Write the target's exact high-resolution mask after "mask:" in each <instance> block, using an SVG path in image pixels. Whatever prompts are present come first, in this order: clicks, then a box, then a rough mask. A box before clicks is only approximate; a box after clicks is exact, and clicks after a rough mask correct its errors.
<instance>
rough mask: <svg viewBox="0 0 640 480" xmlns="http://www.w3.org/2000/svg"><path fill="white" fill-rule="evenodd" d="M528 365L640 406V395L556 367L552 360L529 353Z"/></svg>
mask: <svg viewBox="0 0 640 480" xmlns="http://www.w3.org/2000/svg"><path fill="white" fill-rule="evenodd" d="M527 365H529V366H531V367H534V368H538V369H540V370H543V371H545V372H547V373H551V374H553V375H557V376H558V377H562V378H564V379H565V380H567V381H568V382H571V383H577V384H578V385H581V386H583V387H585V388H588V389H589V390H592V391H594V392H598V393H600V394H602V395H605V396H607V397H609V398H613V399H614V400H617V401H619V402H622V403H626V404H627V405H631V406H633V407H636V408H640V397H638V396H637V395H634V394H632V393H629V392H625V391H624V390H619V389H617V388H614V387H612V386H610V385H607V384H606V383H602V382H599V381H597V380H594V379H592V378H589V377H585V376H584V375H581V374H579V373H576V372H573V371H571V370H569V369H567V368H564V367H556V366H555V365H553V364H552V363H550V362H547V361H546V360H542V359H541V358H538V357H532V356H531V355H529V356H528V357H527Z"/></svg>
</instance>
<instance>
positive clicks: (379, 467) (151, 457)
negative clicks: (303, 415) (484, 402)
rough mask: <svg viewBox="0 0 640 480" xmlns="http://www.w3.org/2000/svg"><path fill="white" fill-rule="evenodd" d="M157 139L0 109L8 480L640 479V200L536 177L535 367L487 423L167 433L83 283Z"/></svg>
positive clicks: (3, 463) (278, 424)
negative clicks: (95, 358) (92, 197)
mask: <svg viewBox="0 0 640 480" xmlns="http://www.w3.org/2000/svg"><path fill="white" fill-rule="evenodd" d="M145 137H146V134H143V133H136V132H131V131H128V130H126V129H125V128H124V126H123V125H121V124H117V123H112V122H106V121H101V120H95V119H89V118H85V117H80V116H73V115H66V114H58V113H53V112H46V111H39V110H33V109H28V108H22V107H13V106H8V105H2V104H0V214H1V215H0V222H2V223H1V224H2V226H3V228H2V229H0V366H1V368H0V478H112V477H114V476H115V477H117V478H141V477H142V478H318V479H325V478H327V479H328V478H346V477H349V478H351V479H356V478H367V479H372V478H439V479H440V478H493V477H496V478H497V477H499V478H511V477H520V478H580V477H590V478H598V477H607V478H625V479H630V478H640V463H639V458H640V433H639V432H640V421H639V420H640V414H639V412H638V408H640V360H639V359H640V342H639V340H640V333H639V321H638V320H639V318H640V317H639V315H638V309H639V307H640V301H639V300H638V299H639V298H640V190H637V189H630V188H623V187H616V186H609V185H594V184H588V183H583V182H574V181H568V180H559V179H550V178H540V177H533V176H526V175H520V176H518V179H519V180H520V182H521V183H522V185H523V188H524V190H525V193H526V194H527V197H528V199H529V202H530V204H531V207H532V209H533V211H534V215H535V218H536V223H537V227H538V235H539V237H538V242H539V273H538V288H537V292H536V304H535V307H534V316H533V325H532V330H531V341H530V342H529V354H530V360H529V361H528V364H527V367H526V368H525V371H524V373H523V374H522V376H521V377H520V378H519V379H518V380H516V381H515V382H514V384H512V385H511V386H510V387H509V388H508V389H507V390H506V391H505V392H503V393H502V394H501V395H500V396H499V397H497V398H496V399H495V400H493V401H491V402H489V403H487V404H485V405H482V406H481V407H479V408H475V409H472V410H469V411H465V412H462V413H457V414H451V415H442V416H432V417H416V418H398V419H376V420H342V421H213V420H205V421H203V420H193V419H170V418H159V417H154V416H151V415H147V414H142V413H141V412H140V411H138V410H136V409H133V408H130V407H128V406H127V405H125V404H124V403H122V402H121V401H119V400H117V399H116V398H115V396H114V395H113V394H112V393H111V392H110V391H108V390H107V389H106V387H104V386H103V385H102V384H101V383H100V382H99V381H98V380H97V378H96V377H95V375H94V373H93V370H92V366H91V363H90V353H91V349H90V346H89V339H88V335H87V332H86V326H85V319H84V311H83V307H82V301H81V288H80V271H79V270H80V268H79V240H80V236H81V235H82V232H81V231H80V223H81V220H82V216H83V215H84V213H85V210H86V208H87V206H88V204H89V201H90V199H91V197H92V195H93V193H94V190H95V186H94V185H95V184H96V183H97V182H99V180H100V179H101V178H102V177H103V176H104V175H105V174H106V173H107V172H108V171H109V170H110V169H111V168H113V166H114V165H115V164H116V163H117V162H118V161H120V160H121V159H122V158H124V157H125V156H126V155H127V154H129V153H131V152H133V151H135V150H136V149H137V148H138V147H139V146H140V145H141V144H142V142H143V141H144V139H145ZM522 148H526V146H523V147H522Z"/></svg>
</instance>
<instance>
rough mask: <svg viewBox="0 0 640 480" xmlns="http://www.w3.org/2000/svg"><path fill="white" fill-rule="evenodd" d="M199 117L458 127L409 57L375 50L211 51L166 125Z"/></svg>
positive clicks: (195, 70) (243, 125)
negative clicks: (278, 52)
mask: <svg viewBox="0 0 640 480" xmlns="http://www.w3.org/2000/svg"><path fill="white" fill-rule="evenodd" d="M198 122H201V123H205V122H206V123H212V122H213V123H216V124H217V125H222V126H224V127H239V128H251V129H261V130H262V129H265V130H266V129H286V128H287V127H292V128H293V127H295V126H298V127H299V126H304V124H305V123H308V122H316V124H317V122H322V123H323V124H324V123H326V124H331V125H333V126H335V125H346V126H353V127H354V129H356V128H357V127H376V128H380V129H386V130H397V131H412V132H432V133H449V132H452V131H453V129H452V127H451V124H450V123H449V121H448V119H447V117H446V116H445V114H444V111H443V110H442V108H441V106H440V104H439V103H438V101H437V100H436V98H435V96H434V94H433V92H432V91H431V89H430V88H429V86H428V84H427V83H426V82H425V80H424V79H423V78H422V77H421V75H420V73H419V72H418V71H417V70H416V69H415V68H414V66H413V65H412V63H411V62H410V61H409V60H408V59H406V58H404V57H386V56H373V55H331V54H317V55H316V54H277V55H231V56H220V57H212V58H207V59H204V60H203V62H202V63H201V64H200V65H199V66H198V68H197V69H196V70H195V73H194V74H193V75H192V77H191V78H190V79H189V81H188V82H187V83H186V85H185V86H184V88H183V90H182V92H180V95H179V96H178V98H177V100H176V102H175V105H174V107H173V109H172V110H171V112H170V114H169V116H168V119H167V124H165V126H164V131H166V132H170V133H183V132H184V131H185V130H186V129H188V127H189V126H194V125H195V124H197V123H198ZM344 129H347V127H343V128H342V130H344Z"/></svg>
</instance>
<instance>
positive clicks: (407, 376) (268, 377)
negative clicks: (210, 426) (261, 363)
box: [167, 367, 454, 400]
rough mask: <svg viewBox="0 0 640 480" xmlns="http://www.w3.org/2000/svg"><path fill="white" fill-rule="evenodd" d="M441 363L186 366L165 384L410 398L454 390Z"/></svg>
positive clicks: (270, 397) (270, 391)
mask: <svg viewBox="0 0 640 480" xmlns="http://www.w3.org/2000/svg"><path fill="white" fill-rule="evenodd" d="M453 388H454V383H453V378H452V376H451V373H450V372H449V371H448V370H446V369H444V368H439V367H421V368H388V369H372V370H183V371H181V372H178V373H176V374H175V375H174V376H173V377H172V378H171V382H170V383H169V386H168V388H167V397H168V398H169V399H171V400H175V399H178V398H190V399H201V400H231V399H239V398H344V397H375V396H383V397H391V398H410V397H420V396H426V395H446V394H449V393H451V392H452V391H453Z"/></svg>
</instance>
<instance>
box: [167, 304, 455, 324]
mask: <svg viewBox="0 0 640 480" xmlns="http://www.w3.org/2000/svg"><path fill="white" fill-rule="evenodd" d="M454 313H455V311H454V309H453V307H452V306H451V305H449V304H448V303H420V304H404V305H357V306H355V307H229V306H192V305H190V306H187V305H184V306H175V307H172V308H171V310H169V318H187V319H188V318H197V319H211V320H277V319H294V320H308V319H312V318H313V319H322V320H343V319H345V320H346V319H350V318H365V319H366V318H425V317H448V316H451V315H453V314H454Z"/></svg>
◇ ◇ ◇ ◇ ◇ ◇ ◇
Reproduce verbatim the lines from the entries above, starting at the line that contains "363L186 366L165 384L410" and ending at the line that contains "positive clicks: (270, 397) (270, 391)", with both of those lines included.

Solution
rough mask: <svg viewBox="0 0 640 480" xmlns="http://www.w3.org/2000/svg"><path fill="white" fill-rule="evenodd" d="M441 363L186 366L165 384L410 398L454 390Z"/></svg>
positive clicks: (270, 397) (270, 391)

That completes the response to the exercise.